▶ [Consignes]:
(1) Recopiez le passage du texte sur le don gratuit du clergé qui va de « Nous sommes en » jusqu'à « cette bête cruelle. » inclus.
(2) Écrivez la suite du texte sur le don gratuit du clergé, à partir de sa dernière phrase.

▶ [Texte du document]:
········

On sait que tous les cinq ans le clergé s'assemblait pour offrir au roi sa part contributive aux charges de l'État, sous forme de don gratuit, et pourvoir à ses propres affaires. Or, à chaque assemblée générale, on voyait s'engager entre les ministres du roi et les représentants du clergé, l'étrange lutte que voici. Les ministres, dont les coffres étaient toujours vides, réclamaient l'offrande du clergé comme un impôt dû à l'État, afin de pouvoir, — la prescription une fois établie, — en élever le taux à volonté, et surtout s'affranchir des conditions onéreuses qu'il y mettait. De leur côté, les gens du clergé ne manquaient jamais, tout autre soin cessant, d'établir solennellement contre les ministres que les biens d'église appartenant à Dieu seul, étaient, par leur nature même, francs de tout impôt, et que le tribut offert par eux était bien un don purement gratuit, — afin de pouvoir le refuser, le cas échéant, et de perpétuer ainsi la dépendance de l'État. Ceci posé, nous allons voir comment les questions d'argent donnent la main aux questions de doctrine.

Nous sommes en 1660. L'assemblée générale s'ouvre avec les solennités d'usage. Le clergé est mécontent ; Mazarin l'a amusé avec de belles promesses. On entend messeigneurs les commissaires pour la religion ; ils résument les griefs de l'Église. Ils réclament contre les temples que bâtissent les réformés contre leurs prétentions à posséder des hôpitaux en particulier, — leurs collèges qu'ils multiplient en plusieurs villes,les cimetières usurpés sur les catholiques,leurs académies de nobles. Ces abus ne procèdent que de la force et de la violence que les religionnaires exercent partout contre les catholiques. Cet acte d'accusation, que nous abrégeons, fait songer à une fable bien connue :

Tu le troubles, reprit cette bête cruelle.

········

▶ [Données du corpus]:
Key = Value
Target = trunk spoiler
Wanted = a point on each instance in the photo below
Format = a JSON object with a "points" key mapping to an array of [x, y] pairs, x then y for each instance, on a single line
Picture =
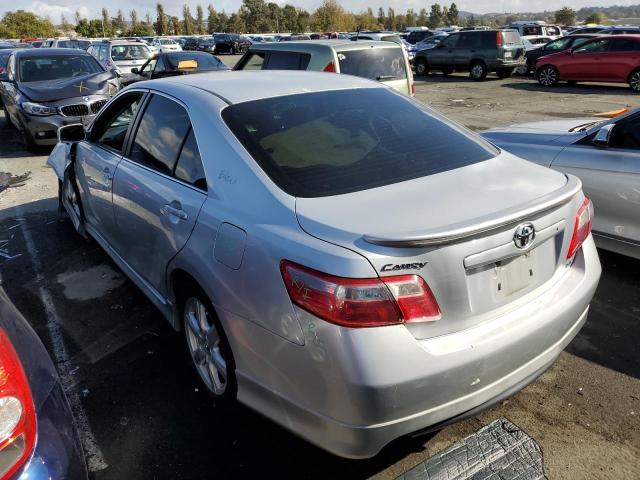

········

▶ [Réponses]:
(1)
Nous sommes en 1660. L'assemblée générale s'ouvre avec les solennités d'usage. Le clergé est mécontent ; Mazarin l'a amusé avec de belles promesses. On entend messeigneurs les commissaires pour la religion ; ils résument les griefs de l'Église. Ils réclament contre les temples que bâtissent les réformés contre leurs prétentions à posséder des hôpitaux en particulier, — leurs collèges qu'ils multiplient en plusieurs villes,les cimetières usurpés sur les catholiques,leurs académies de nobles. Ces abus ne procèdent que de la force et de la violence que les religionnaires exercent partout contre les catholiques. Cet acte d'accusation, que nous abrégeons, fait songer à une fable bien connue :

Tu le troubles, reprit cette bête cruelle.

(2)
Après un exposé de la fréquence des cas d'apostasies, le rapporteur conclut en exprimant le vœu qu'on demandera au roi une déclaration portant défense d'apostasier, et que les relaps seront punis corporellement, comme les ordonnances de Charles IX le désirent. — On priera de plus le roi d'éloigner les réformés de toute charge et emplois publics... A bien considérer les termes de l'édit de Nantes, il est certain que le roi déclare que ceux de la religion prétendue réformée pourront exercer les charges publiques... mais tel privilège est contre les droits divin, civil et canonique contraire au droit divin, parce qu'il est contre les bienséances de notre religion... le civil y est aussi violé, parce qu'il défend de donner des charges aux ennemis de la foi. Ce qui se voit aux constitutions de Constantin, Gratien et Valentinian[1].

Lorsque l'intendant des finances d'Aligre se présenta, selon l'usage, devant l'assemblée, pour lui demander, au nom du roi, le don gratuit, il eut à subir un accueil sévère et glacé, ce qui ne l'empêcha nullement de renouveler les prétentions de ses prédécesseurs, espérant, selon toute probabilité, prévenir ainsi des récriminations qu'il savait inévitables. Il réclama donc le don gratuit comme une dette envers l'État. L'assemblée, irritée, refuse ; il insiste. Deux demandes consécutives sont repoussées. Heure critique et décisive ! Qui cédera ? La royauté. D'Aligre revient faire humblement sa soumission. Il recevra les secours de l'assemblée comme une pure gratification seulement. Est-ce assez pour le clergé ? Non ; il va dicter ses conditions à la couronne, et jusqu'à ce qu'elles soient exécutées elle n'aura pas une pistole. Le président répond à d'Aligre au nom de l'assemblée : Qu'elle n'estimait pas qu'on pût ni dût lui demander aucune chose de la part de sa dite Majesté... qu'il avait été fait tant d'infractions aux privilèges de l'Église, que l'assemblée en était dans un grand étonnement, ce qui mettait l'assemblée dans l'impuissance de délibérer sur les propositions qui lui étaient faites de la part du roi, jusqu'a ce qu'il plût à Sa Majesté de réparer lesdites infractions.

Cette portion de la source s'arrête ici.